### Work instructions
Copy every one of the following items verbatim, character for character.

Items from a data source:
++++++

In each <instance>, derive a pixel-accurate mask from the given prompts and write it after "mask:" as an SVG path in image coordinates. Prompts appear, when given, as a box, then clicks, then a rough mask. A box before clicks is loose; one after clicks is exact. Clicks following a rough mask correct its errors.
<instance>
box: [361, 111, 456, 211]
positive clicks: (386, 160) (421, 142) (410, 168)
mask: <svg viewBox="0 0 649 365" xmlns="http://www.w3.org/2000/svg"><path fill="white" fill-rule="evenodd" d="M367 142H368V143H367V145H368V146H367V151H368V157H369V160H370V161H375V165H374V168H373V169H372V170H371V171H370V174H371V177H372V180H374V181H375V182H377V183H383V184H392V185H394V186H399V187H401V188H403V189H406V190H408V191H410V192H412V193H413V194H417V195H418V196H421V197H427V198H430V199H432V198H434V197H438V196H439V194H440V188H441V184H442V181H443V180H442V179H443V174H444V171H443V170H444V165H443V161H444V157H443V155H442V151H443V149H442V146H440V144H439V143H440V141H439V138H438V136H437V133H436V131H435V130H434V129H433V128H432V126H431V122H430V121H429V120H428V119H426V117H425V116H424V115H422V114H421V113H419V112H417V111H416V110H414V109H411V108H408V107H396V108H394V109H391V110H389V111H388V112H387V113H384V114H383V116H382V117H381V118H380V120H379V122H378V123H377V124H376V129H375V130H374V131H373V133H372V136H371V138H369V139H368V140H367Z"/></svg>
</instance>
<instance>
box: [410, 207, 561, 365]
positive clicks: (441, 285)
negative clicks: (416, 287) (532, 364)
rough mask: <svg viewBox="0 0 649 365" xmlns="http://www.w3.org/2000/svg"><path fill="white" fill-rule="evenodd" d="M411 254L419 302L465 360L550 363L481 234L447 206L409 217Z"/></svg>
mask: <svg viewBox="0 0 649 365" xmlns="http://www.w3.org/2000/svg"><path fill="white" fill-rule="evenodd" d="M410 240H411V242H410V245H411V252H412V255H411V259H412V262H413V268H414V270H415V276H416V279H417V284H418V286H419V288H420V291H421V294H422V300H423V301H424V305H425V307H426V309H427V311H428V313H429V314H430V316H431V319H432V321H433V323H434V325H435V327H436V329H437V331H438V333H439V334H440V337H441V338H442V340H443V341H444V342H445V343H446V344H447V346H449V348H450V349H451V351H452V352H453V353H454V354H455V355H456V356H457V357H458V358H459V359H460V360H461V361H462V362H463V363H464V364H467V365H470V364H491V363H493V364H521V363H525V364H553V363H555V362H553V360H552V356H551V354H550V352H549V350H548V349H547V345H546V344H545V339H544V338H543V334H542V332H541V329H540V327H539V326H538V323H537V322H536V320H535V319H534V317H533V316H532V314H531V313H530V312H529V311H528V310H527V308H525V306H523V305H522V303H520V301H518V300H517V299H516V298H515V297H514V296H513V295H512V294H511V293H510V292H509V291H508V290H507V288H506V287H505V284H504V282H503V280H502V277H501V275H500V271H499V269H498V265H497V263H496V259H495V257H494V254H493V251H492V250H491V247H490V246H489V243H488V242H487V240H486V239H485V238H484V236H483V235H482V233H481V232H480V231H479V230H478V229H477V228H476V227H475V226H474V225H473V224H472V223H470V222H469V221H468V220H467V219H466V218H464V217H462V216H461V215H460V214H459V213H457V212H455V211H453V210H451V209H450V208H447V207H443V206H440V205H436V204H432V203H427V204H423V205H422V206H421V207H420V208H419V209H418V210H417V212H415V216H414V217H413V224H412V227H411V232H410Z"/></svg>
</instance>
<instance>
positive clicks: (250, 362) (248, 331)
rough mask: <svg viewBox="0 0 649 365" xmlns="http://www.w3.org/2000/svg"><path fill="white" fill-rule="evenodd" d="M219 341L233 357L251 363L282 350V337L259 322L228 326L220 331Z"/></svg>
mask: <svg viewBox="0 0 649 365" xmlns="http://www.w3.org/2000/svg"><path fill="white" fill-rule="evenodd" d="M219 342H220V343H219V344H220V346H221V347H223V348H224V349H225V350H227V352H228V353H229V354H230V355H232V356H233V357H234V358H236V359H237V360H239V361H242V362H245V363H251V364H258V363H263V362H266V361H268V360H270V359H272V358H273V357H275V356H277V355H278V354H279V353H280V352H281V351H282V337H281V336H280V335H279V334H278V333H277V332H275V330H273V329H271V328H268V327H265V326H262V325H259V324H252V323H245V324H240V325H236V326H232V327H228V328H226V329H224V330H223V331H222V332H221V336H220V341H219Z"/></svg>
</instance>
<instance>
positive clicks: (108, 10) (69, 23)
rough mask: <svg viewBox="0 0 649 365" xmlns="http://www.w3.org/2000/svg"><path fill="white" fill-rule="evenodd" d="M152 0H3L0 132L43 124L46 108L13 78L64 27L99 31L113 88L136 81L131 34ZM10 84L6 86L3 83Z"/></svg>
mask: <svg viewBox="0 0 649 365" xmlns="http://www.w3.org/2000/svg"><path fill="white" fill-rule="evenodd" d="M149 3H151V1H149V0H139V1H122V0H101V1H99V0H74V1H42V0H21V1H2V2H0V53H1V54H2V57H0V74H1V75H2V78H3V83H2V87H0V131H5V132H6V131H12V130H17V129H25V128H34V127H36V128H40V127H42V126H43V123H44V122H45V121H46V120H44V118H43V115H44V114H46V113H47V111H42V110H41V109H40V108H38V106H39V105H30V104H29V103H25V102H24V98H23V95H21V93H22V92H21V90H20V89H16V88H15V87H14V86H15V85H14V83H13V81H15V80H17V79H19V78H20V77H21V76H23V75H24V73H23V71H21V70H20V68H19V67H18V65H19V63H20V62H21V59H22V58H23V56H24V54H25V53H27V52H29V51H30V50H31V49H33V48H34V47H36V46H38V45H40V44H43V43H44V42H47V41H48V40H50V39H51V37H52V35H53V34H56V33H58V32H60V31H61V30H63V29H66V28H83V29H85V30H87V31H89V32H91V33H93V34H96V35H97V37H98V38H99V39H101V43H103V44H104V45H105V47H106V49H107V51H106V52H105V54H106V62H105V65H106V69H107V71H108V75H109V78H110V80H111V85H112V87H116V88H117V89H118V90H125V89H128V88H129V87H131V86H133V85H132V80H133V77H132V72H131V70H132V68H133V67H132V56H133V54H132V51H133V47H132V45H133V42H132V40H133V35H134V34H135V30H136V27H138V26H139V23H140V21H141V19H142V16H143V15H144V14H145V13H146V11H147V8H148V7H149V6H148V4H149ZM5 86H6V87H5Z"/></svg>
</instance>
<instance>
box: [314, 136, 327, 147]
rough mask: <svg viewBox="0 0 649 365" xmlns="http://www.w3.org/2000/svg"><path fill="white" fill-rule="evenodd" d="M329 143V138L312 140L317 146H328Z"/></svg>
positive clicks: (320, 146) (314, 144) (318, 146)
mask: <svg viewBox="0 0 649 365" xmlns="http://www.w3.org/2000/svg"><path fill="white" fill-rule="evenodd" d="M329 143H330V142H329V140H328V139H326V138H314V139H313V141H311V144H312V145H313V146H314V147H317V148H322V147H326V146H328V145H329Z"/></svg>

++++++

### Result of this exercise
In each <instance>, derive a pixel-accurate mask from the given prompts and write it after "mask:" as an SVG path in image coordinates. Prompts appear, when given, as a box, then clicks, then a rough mask. A box before clicks is loose; one after clicks is exact. Clicks following a rough mask correct its errors.
<instance>
box: [361, 111, 456, 211]
positive clicks: (386, 160) (421, 142) (410, 168)
mask: <svg viewBox="0 0 649 365" xmlns="http://www.w3.org/2000/svg"><path fill="white" fill-rule="evenodd" d="M367 142H368V143H367V145H368V146H367V151H368V157H369V160H370V161H375V165H374V168H373V169H372V170H371V171H370V174H371V177H372V180H374V181H375V182H377V183H383V184H392V185H394V186H399V187H401V188H403V189H406V190H408V191H410V192H412V193H413V194H417V195H418V196H421V197H427V198H430V199H432V198H434V197H438V196H439V194H440V188H441V184H442V181H443V180H442V179H443V174H444V171H443V170H444V165H443V161H444V157H443V155H442V151H443V149H442V146H440V144H439V143H440V141H439V138H438V136H437V133H436V131H435V130H434V129H433V128H432V126H431V122H430V121H429V120H428V119H426V117H425V116H424V115H422V114H421V113H419V112H417V111H416V110H414V109H411V108H408V107H396V108H394V109H391V110H389V111H388V112H387V113H384V114H383V116H382V117H381V118H380V120H379V122H378V123H377V124H376V129H375V130H374V131H373V133H372V136H371V138H369V139H368V140H367Z"/></svg>
</instance>
<instance>
box: [410, 207, 561, 365]
positive clicks: (441, 285)
negative clicks: (416, 287) (532, 364)
rough mask: <svg viewBox="0 0 649 365" xmlns="http://www.w3.org/2000/svg"><path fill="white" fill-rule="evenodd" d="M411 254L419 302L465 360L550 363L481 234L447 206L409 217Z"/></svg>
mask: <svg viewBox="0 0 649 365" xmlns="http://www.w3.org/2000/svg"><path fill="white" fill-rule="evenodd" d="M410 240H411V242H410V245H411V252H412V255H411V259H412V262H413V268H414V270H415V276H416V279H417V284H418V286H419V288H420V291H421V294H422V300H423V301H424V305H425V307H426V309H427V311H428V313H429V314H430V316H431V319H432V321H433V323H434V325H435V327H436V329H437V331H438V333H439V334H440V337H441V338H442V340H443V341H444V342H445V343H446V344H447V346H449V348H450V349H451V351H452V352H453V353H454V354H455V355H456V356H457V357H458V358H459V359H460V360H461V361H462V362H463V363H464V364H467V365H470V364H491V363H493V364H521V363H525V364H553V363H555V362H553V360H552V356H551V354H550V352H549V350H548V349H547V345H546V344H545V339H544V338H543V334H542V332H541V329H540V327H539V326H538V323H537V322H536V320H535V319H534V317H533V316H532V314H531V313H530V312H529V311H528V310H527V308H525V306H523V305H522V303H520V301H518V300H517V299H516V298H515V297H514V296H513V295H512V294H511V293H510V292H509V291H508V290H507V288H506V287H505V284H504V282H503V280H502V277H501V275H500V271H499V269H498V265H497V263H496V259H495V257H494V254H493V251H492V250H491V247H490V246H489V243H488V242H487V240H486V239H485V238H484V236H483V235H482V233H481V232H480V231H479V230H478V229H477V228H476V227H475V226H474V225H473V224H472V223H470V222H469V221H468V220H467V219H466V218H464V217H462V216H461V215H460V214H459V213H457V212H455V211H453V210H451V209H450V208H447V207H443V206H440V205H436V204H432V203H427V204H423V205H422V206H421V207H420V208H419V209H418V210H417V212H415V216H414V217H413V224H412V227H411V232H410Z"/></svg>
</instance>
<instance>
positive clicks: (250, 362) (248, 331)
rough mask: <svg viewBox="0 0 649 365" xmlns="http://www.w3.org/2000/svg"><path fill="white" fill-rule="evenodd" d="M219 341L233 357L251 363L282 350V337L259 322L228 326L220 331Z"/></svg>
mask: <svg viewBox="0 0 649 365" xmlns="http://www.w3.org/2000/svg"><path fill="white" fill-rule="evenodd" d="M219 342H220V343H219V344H220V346H221V347H223V348H224V349H225V350H227V352H228V353H229V354H230V355H232V356H233V357H234V358H236V359H237V360H239V361H242V362H245V363H251V364H258V363H263V362H266V361H268V360H270V359H272V358H273V357H275V356H277V355H278V354H279V353H280V352H281V351H282V337H281V336H280V335H279V334H278V333H277V332H275V330H273V329H271V328H268V327H265V326H262V325H259V324H252V323H245V324H240V325H236V326H232V327H228V328H226V329H224V330H223V331H222V332H221V336H220V341H219Z"/></svg>
</instance>
<instance>
positive clicks: (108, 10) (69, 23)
rough mask: <svg viewBox="0 0 649 365" xmlns="http://www.w3.org/2000/svg"><path fill="white" fill-rule="evenodd" d="M152 0H3L0 132L43 124L46 108L13 78L64 27L99 31L113 88L136 81L131 34ZM10 84L6 86L3 83Z"/></svg>
mask: <svg viewBox="0 0 649 365" xmlns="http://www.w3.org/2000/svg"><path fill="white" fill-rule="evenodd" d="M149 3H151V1H149V0H139V1H122V0H101V1H99V0H74V1H42V0H21V1H2V2H0V53H1V54H2V57H0V74H1V75H2V78H3V83H2V87H0V131H5V132H6V131H12V130H17V129H25V128H34V127H36V128H40V127H42V126H43V123H44V122H45V121H46V120H44V118H43V115H44V114H46V113H47V111H42V110H41V109H40V108H38V106H39V105H30V104H29V103H25V102H24V98H23V95H21V93H22V92H21V90H20V89H16V88H15V87H14V86H15V85H14V83H13V81H15V80H17V79H19V78H20V77H21V76H23V75H24V73H23V71H21V70H20V68H19V67H18V65H19V63H20V62H21V59H22V58H23V56H24V54H25V53H27V52H29V51H30V50H31V49H33V48H34V47H36V46H38V45H40V44H43V43H44V42H47V41H48V40H50V39H51V37H52V35H53V34H56V33H58V32H60V31H61V30H63V29H66V28H83V29H85V30H87V31H89V32H91V33H93V34H96V35H97V37H98V38H99V39H101V43H103V44H104V45H105V47H106V49H107V51H106V52H105V54H106V62H105V65H106V69H107V71H108V75H109V78H110V80H111V85H112V87H116V88H117V89H118V90H125V89H128V88H129V87H131V86H133V85H132V80H133V77H132V72H131V70H132V68H133V67H132V56H133V54H132V51H133V47H132V45H133V42H132V40H133V35H134V34H135V30H136V27H138V26H139V23H140V21H141V19H142V16H143V15H144V14H145V13H146V11H147V8H148V7H149V6H148V4H149ZM5 86H6V87H5Z"/></svg>
</instance>
<instance>
box: [314, 136, 327, 147]
rough mask: <svg viewBox="0 0 649 365" xmlns="http://www.w3.org/2000/svg"><path fill="white" fill-rule="evenodd" d="M329 143V138L312 140L317 146H328Z"/></svg>
positive clicks: (320, 146) (314, 144) (318, 146)
mask: <svg viewBox="0 0 649 365" xmlns="http://www.w3.org/2000/svg"><path fill="white" fill-rule="evenodd" d="M329 143H330V142H329V140H328V139H326V138H314V139H313V141H311V144H312V145H313V146H314V147H317V148H322V147H326V146H328V145H329Z"/></svg>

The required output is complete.